Pointing dataset records:
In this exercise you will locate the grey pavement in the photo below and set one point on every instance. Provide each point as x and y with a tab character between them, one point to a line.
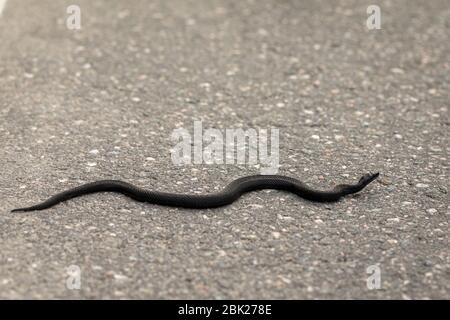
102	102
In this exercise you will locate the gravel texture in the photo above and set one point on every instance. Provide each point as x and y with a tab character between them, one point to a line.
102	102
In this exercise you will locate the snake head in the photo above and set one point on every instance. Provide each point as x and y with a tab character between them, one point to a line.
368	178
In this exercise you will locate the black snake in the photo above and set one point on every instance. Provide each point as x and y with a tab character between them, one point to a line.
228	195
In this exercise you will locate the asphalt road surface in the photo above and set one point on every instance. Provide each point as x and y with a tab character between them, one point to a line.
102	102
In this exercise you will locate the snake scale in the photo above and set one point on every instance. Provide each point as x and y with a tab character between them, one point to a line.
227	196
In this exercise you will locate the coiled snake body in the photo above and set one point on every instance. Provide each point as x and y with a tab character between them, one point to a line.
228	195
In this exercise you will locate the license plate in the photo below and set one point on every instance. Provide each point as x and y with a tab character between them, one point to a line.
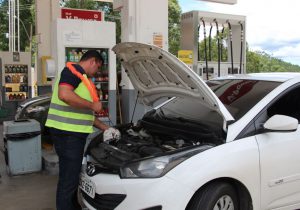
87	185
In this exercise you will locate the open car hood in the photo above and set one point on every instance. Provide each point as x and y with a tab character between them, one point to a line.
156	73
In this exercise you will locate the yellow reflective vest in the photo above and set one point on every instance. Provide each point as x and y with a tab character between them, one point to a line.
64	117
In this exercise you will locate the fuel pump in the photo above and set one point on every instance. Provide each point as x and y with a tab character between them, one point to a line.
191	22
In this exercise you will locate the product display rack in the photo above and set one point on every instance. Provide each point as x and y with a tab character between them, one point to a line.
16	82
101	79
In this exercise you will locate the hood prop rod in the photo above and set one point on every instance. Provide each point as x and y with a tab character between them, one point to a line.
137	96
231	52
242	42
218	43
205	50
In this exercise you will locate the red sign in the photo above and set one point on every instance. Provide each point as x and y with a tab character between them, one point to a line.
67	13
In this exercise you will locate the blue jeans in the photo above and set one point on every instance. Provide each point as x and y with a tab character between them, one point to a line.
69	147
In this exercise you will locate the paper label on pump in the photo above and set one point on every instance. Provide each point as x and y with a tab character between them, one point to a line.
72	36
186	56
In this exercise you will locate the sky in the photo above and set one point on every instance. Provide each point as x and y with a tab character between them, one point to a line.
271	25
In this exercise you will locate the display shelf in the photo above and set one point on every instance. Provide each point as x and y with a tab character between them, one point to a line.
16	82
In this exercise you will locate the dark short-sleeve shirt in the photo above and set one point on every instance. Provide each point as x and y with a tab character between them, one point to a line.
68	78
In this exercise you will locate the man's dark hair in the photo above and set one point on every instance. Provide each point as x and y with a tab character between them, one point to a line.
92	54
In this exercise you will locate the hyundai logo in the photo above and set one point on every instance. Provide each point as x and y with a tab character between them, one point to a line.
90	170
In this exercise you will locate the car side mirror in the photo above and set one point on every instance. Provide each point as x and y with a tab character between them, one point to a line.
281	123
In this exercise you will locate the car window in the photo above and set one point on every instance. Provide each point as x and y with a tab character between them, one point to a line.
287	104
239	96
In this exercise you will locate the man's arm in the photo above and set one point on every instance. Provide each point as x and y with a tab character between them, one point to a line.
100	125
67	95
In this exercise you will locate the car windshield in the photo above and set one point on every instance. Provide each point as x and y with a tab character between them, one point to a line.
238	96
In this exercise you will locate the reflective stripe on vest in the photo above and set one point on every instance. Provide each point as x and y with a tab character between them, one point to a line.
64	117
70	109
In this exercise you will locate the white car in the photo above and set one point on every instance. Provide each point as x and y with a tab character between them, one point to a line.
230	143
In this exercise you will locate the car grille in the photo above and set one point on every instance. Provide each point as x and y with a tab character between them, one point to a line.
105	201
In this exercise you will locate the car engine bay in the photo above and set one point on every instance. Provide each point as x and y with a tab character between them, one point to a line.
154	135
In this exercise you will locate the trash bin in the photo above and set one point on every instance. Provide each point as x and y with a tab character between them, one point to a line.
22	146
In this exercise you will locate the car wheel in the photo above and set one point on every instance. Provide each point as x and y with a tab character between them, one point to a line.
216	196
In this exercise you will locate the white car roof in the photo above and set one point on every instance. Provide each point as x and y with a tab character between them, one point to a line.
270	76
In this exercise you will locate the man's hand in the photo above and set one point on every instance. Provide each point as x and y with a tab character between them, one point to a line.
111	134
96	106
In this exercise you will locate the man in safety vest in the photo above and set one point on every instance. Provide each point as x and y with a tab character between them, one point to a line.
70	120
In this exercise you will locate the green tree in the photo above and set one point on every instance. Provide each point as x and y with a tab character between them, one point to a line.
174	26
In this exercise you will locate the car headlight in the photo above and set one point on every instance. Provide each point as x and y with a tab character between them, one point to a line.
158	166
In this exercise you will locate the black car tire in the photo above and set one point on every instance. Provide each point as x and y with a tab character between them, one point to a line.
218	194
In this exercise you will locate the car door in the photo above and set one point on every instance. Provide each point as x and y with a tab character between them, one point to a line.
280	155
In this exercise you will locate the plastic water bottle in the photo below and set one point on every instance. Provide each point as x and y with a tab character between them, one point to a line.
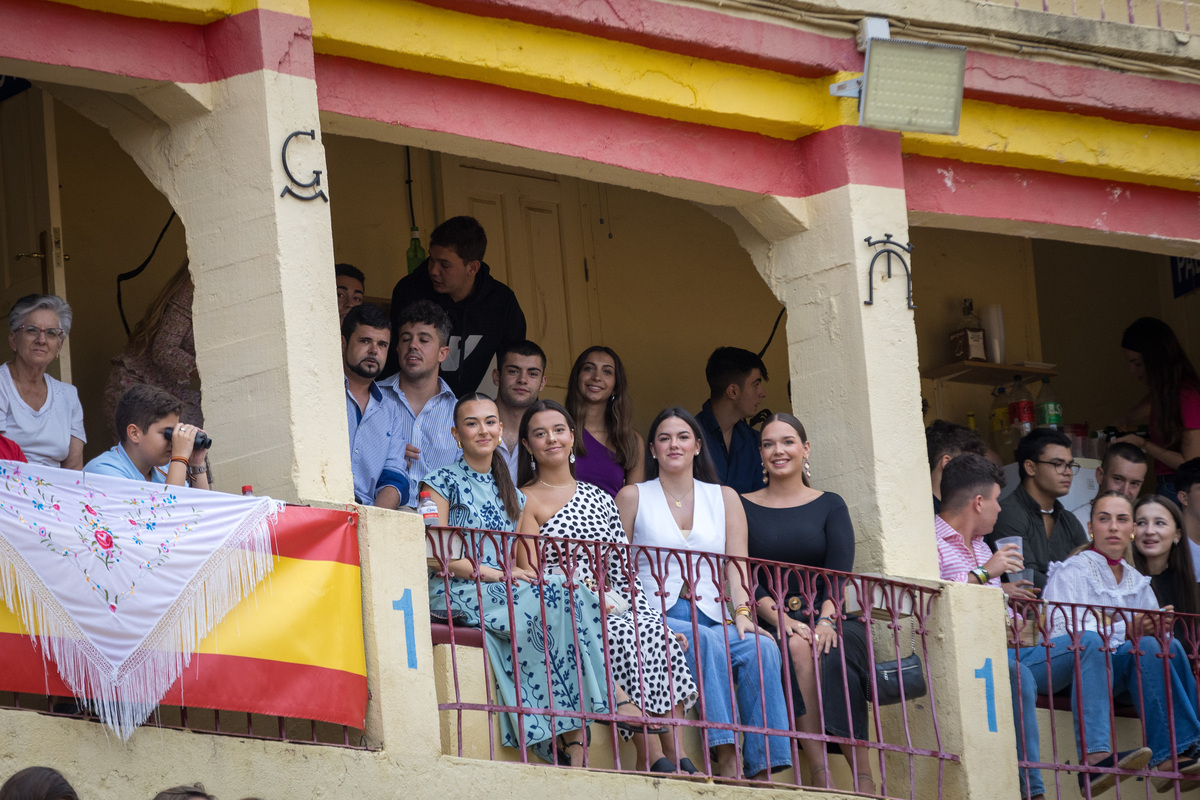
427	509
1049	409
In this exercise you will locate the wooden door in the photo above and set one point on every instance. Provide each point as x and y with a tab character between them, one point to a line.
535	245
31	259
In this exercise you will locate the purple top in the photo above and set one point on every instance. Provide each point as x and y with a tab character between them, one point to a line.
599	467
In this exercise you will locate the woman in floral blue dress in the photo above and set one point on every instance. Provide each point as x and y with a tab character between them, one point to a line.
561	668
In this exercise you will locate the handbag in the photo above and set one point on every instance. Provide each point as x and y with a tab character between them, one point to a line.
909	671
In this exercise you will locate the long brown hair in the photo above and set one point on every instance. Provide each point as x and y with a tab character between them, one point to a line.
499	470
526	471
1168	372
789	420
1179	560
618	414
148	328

**REQUIRED TASK**
Can you write out again every line from the line containing "In this exercise you will locate the long" up to and including the final line of the data, with each x and y coordinate in the answers adjusted by -91?

**FULL OUTPUT**
In this exercise you will locate the long brown hair in the photo above and set one point on every instance. Provide each point as x and y with a tab character between them, one point to a line.
408	379
435	380
1077	281
698	329
1088	469
527	323
57	237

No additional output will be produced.